Fragmento seleccionado –
^^^^

La voz dolorida de Kurt Cobain empapó el imaginario de la Generación X, una quinta nostálgica desde hace dos décadas, desde aquel día en el que el cantante más destacado del grunge decidió despedirse de la vida.
“Es mejor quemarse que apagarse lentamente”. La frase acompañará eternamente al ecléctico Neil Young. El verso de su canción ‘Hey, Hey, My, My’ sirvió para revitalizar su carrera pero también para sumirlo en una amarga afección. El ídolo de masas de personalidad inestable que era Kurt Cobain, con ese aspecto tan frágil “que te hacía quererle inmediatamente” (palabras de Pancho Varona), plasmó esta máxima en aquella carta de despedida clavada con un bolígrafo a una maceta. Había consumido una dosis de heroína letal, 1,52 miligramos, y sujetaba la escopeta de perdigones con su mano izquierda. Su cráneo explotó en mil pedazos pero su bonito rostro permaneció intacto. Así lo encontró el electricista que acudió al invernadero de su mansión… Y entonces Neil Young dedicó su álbum ‘Sleeps with Angels’ a la voz de la Generación X, a ese niño que golpeaba los platillos de su kit de batería de Mickey Mouse en Navidad y que presenció una pesadilla: cómo las feroces y hambrientas garras de la industria tomaban la mano de su inocencia para alejarse de su alma libre y pura.
“Sé por lo que estás pasando pero no es malo. Sólo parpadea y habrá pasado. Todo saldrá bien. No te preocupes por todos los que quieren que hagas ciertas cosas que no te apetecen. Sencillamente, detente”. Neil Young le hubiera aconsejado así si hubiera tenido oportunidad. Pero la estrella más brillante del grunge, uno de los genios incomprendidos de la historia, nunca escuchó el aliento del canadiense. Tampoco se oyó el disparo. El reloj marcaba las once de la mañana y probablemente una legión de fans desayunaba con alguna de sus canciones, una ensalada punk con sensibilidad popera y voz dolorida que desgarraba el corazón; los ingredientes necesarios para dar a luz un himno juvenil.
Nirvana en 1991
Jesse Frohman fotografiaba unos días antes al líder de Nirvana con un abrigo de leopardo, las uñas rojas y gafas de sol. Su mirada tranquila no permitía presagiar que se cumplirían los vaticinios de una de las cintas de Super 8 que solía rodar (ésa en la que el cantante se quitaba la vida), irrumpirían las teorías sobre su muerte (el documental ‘Soaked in bleach’ explora las hipótesis, deteniéndose en aquélla que afirma que su esposa, Courtney Love, lo mata para heredar sus posesiones) y su género adoptaría su propio mártir (Lennon, Janis Joplin y Jimi Hendrix eran los hijos del amor; Sid Vicious, el del punk). Aún hoy esperamos a alguien que haga explotar la música y coloque de nuevo el cuentakilómetros a cero como lo hicieron Los Beatles, como lo hicieron los Rolling y como lo hizo ese trío que destruía sus instrumentos al final de cada actuación, que popularizó el grunge en la primera mitad de los 90 y encendió el interés por estilos como el punk, el postpunk y la música independiente en general.

^^^^

Datos extraídos –
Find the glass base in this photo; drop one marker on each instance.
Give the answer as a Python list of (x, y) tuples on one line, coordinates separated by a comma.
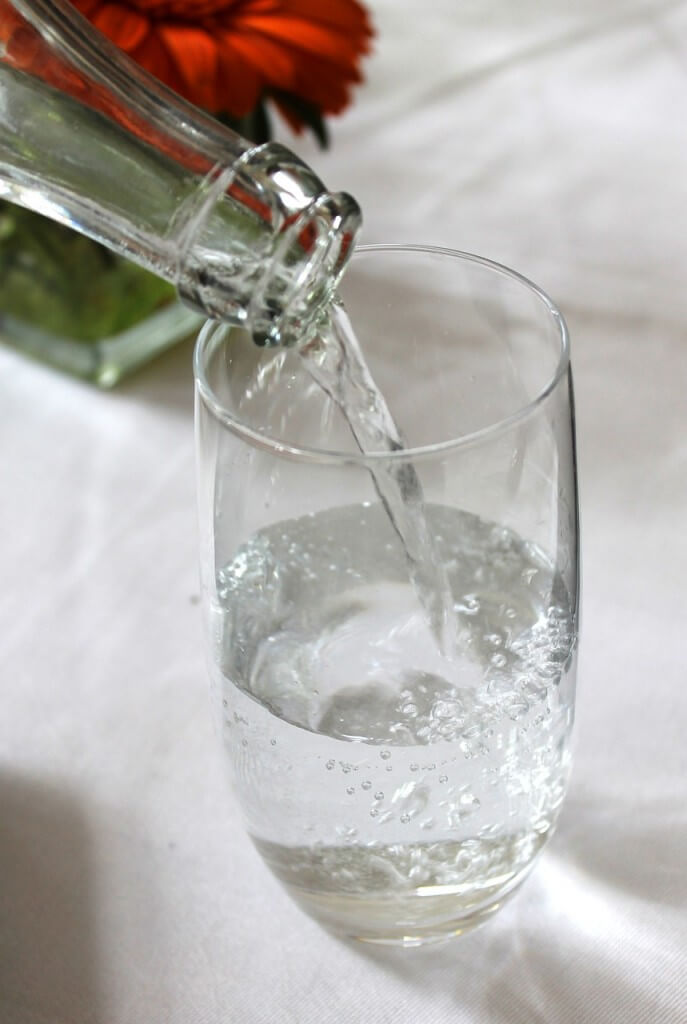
[(106, 360), (421, 916)]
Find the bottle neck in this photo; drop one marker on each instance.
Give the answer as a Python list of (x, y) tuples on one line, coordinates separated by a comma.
[(247, 233)]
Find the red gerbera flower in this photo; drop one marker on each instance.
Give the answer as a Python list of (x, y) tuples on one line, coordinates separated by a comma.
[(226, 55)]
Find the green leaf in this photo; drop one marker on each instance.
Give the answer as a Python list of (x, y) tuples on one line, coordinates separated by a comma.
[(308, 113)]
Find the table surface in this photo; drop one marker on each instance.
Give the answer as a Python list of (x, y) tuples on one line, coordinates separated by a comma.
[(551, 137)]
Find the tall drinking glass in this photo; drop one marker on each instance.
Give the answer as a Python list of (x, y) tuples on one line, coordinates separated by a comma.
[(400, 780)]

^^^^

Tareas –
1. Indique cuántas líneas de los registros contienen la cadena "this", distinguiendo entre mayúsculas y minúsculas, y responda únicamente con la cifra.
2. Prosiga el fragmento sobre Kurt Cobain a partir de su última oración.
El fragmento sobre Kurt Cobain y los registros no guardan relación alguna entre sí.

Respuestas redactadas –
1. 6

2.
Nirvana germinó del anquilosamiento ochentero en la era Reagan e imprimió fuerza a la cascada de descontento por la que discurrían otras bandas. Pero fue ella la que regaló una huella más profunda en el periodo mágico de los ritmos alternativos. “Menos mal que los Melvins rechazaron al rubio de Aberdeen”, pensarán los adeptos al grupo que se estableció como parte de la escena musical de Seattle con ‘Bleach’ (1989). Ahí empezó todo. Atrás quedaron las primeras canciones que Cobain grababa en el 82 en casa de su tía Mary (una guitarra, un bajo y unas cucharas, golpeando una maleta. ‘Confusión organizada’ fue el título de aquellas sesiones).
El sello independiente Sub Pop arropaba a esta formación con influencias del mencionado grupo liderado por Buzz Osborne, Mudhoney (con ellos actuaron en Europa, en una gira en la que al intérprete de ‘Endless, Nameless’ le robaron la cartera y el pasaporte pero en la que conquistó el viejo continente) y el rock clásico de los 70 de Black Sabbath y Led Zeppelin. Las emisoras universitarias se enamoraron del álbum y de la estética de aquellos chicos: Vaqueros desgarrados, camisas de franela y pelo largo. Los movimientos juveniles antiglobales se desataban los pañales e imperaba el “hazlotúmismo”, alejado del lujo en la vestimenta como contestación al poder creciente de multinacionales como Starbucks o Microsoft (nacidas precisamente en Seattle).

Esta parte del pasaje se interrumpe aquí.